Annoying a literary translator has never been easier. It requires just two words: artificial intelligence.

Apps like Google Translate and ChatGPT make it simpler than ever to get a rough but immediate approximation of another language. At the same time, though, efforts are building within the literary translation industry — in particular at Rochester’s Open Letter Books — to create appreciation for the way a work of art in one language and culture is carried to another.

Beyond simply converting the words on the page, the translator serves multiple roles simultaneously, including talent scout, tastemaker, sales agent and publicist. After all, how else would a monolingual reader or publisher know what else is out there?

This is part of the daily conversation at Open Letter Books, a nonprofit, independent press based within the University of Rochester that publishes exclusively literature in translation.

Open Letter Books Publisher Chad Post. Credit: RAFAEL RODRIGUEZ.

“If we get pitched a book from Hungary, I have no context about that author or that book,” said Open Letter Publisher Chad Post. “Good translators do have that context, and so they help steer the ship.”

In 2023, Open Letter began publishing what it calls translator ‘triptychs.’ That word usually refers to three distinct panels of a painting that have meaning individually and collectively; the same is true in this case. Each year, a single translator curates a set of three books from a given language and presents them as one coherent collection. The translators get additional payment for the work involved.

The first was a group of three books by contemporary female Spanish authors put forth by translator Katie Whittemore in 2022. This year, it was a set of books from South Korea organized by the translator Janet Hong. Kaija Straumanis’s Latvian triptych is up next in 2025, followed by Lytton Smith and Icelandic literature in 2026. There are future plans for collections from Brazil and the Arab world. The triptychs are the latest effort by Post and Open Letter to not only publish books in translation, but to elevate the craft itself.

“Without Open Letter you wouldn’t have the contemporary translation scene; it’s been landscape-defining,” said Smith, who has translated several books from Icelandic for the press. “There are presses that deserve a lot of credit for having been working for decades, but what Chad and Open Letter are doing is (asking the question): ‘Why aren’t we reading more in translation?’”

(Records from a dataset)
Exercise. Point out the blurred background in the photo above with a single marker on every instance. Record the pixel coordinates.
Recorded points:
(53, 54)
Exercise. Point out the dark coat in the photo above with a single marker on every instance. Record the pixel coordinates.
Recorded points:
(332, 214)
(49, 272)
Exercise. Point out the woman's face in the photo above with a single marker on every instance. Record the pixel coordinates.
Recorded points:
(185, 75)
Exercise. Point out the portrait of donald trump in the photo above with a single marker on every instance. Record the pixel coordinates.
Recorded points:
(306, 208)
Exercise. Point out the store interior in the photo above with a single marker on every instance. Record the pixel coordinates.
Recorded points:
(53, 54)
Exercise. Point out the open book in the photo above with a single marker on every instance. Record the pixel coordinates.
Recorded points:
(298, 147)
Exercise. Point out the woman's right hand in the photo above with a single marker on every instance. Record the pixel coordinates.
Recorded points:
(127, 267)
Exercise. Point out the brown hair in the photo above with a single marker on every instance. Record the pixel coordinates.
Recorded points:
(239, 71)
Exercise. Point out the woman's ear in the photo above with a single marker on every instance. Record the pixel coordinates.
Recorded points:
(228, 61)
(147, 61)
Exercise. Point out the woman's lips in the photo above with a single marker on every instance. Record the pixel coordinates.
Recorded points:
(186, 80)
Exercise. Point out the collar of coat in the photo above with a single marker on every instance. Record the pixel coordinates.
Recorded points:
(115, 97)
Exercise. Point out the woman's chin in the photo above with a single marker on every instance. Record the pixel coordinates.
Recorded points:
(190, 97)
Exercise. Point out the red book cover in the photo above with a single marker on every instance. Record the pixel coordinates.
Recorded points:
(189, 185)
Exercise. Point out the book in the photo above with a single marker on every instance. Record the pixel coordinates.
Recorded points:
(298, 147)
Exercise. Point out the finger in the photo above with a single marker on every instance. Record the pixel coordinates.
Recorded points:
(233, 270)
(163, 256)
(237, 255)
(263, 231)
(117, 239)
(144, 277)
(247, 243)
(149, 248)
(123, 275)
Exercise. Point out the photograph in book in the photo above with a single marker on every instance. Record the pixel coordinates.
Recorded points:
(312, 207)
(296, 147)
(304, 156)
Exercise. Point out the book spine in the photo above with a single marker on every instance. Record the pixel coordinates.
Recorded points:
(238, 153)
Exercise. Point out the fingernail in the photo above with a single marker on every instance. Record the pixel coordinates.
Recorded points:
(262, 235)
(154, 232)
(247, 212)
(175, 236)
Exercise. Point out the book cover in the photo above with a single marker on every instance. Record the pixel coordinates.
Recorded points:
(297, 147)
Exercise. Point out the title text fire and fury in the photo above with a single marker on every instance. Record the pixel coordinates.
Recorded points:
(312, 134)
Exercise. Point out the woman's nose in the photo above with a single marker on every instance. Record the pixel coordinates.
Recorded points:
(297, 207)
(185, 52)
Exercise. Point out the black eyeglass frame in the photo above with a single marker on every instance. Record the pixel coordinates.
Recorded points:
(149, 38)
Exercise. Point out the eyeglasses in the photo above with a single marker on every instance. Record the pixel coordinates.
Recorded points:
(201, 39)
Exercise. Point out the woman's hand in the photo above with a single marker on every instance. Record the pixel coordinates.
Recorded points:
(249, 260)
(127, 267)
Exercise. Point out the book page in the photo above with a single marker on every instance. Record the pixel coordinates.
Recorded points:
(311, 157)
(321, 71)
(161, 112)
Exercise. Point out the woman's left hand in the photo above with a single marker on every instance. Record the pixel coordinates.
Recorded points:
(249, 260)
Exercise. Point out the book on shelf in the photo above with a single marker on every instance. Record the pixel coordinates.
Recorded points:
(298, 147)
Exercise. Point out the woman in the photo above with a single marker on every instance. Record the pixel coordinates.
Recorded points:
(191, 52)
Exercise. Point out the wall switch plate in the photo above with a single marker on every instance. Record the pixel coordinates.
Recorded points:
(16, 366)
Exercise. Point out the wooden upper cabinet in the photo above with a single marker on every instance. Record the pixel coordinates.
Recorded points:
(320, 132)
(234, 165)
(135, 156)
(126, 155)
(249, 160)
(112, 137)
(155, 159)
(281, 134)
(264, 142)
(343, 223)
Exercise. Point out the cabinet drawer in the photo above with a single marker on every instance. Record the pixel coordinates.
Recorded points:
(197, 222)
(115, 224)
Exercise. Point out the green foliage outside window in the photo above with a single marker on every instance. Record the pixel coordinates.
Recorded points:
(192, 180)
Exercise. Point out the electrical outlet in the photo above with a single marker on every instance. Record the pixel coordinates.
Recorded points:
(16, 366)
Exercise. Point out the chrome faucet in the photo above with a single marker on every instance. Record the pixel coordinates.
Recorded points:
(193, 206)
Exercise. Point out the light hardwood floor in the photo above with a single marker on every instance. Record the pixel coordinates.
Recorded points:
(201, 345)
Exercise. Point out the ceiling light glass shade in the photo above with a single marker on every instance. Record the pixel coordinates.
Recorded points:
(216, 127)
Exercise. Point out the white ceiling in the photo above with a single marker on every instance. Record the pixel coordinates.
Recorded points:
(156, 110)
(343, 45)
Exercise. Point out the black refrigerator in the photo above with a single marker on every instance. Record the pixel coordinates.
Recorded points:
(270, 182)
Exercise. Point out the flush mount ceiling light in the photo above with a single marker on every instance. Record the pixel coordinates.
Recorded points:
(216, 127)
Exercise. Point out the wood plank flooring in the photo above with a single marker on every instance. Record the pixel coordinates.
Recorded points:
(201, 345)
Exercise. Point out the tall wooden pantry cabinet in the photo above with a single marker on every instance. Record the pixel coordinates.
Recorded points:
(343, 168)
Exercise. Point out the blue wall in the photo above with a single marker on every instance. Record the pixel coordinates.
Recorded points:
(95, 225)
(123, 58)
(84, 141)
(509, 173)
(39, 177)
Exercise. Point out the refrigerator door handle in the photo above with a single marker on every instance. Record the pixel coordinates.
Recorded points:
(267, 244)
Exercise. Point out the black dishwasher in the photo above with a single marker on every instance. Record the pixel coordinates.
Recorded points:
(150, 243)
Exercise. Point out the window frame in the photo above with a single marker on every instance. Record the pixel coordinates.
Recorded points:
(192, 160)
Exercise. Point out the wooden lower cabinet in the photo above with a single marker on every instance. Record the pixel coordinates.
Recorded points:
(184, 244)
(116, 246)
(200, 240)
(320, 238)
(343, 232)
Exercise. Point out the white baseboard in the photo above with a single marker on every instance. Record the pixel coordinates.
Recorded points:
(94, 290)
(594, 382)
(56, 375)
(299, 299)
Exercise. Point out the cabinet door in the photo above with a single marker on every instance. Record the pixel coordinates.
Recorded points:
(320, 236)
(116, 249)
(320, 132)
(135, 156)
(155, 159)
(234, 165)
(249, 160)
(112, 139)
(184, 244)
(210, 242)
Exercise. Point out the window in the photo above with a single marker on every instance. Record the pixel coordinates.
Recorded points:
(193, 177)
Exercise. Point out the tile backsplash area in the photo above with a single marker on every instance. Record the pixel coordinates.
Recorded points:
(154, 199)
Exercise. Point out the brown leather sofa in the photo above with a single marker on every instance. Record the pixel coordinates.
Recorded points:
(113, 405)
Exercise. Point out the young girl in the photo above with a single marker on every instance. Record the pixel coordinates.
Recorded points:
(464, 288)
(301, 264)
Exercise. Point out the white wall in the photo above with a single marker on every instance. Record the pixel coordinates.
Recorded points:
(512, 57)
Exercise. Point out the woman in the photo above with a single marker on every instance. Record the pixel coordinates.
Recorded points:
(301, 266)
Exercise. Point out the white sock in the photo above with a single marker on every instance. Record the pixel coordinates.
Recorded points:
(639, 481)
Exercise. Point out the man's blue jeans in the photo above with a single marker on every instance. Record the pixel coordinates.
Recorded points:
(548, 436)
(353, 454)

[Activities]
a: In the article about Open Letter Books, which translator is putting together the Latvian triptych planned for 2025?
b: Using the article about Open Letter Books, explain why the press calls its translator-curated sets "triptychs."
c: Carry the article about Open Letter Books forward from the point where it stops.

[Outputs for the tasks]
a: Kaija Straumanis.

b: A triptych is usually three separate panels of a painting that have meaning both on their own and together. Each of these sets works the same way: one translator picks three books from a given language and presents them as one coherent collection.

c:
Among those efforts over the last 17 years: a first-of-its-kind database of all literature translated into English; a national award for translated literature; and the Three Percent podcast, named after the percentage of books released in the United States each year that were first published in other languages.

Rochester has twice hosted the American Literary Translators Association conference, most recently in 2019. And Open Letter publishes 10 books each year, many from authors whose work has not yet appeared in English.

“If you (work) in translation, everybody knows Chad,” Hong said. “Even though it’s a smaller press, over the years the passion and the sheer knowledge he has with translated literature – that’s what Open Letter is.”

The books in the triptychs have more in common than their language of origin. The translators select titles that are thematically related or at least share a similar feel.
“You’re thinking not just about books that would be interesting to a North American audience, but also in how those books are going to enter into conversation with one another,” Smith said.

For example, all three of the books that Hong chose — “Wafers” by Ha Seong-nan, “Rina,” by Kang Young-sook and “Years and Years” by Hwang Jungeun — are by female South Korean authors and deal with “the Korean psyche in all its forms,” she said. In particular, they all feature female outcasts as protagonists and explore the theme of intergenerational trauma from the Korean War.

“You can see the similarities and influences,” Hong said, speaking of “Wafers” and “Rina” specifically. “They’re very dark; it’s kind of grotesque and surreal, but they’re also striking and different.”

Some of the authors are celebrities in their respective realms. Sara Mesa, whose book “Bad Handwriting” was featured in the 2022 triptych, is one of the most respected authors in Spain and has had her books translated into many other languages.
Others, though, will be new to even the most well-read monolingual English readers: for example, “Birthday,” a forthcoming short story collection from the Latvian author Jana Egle.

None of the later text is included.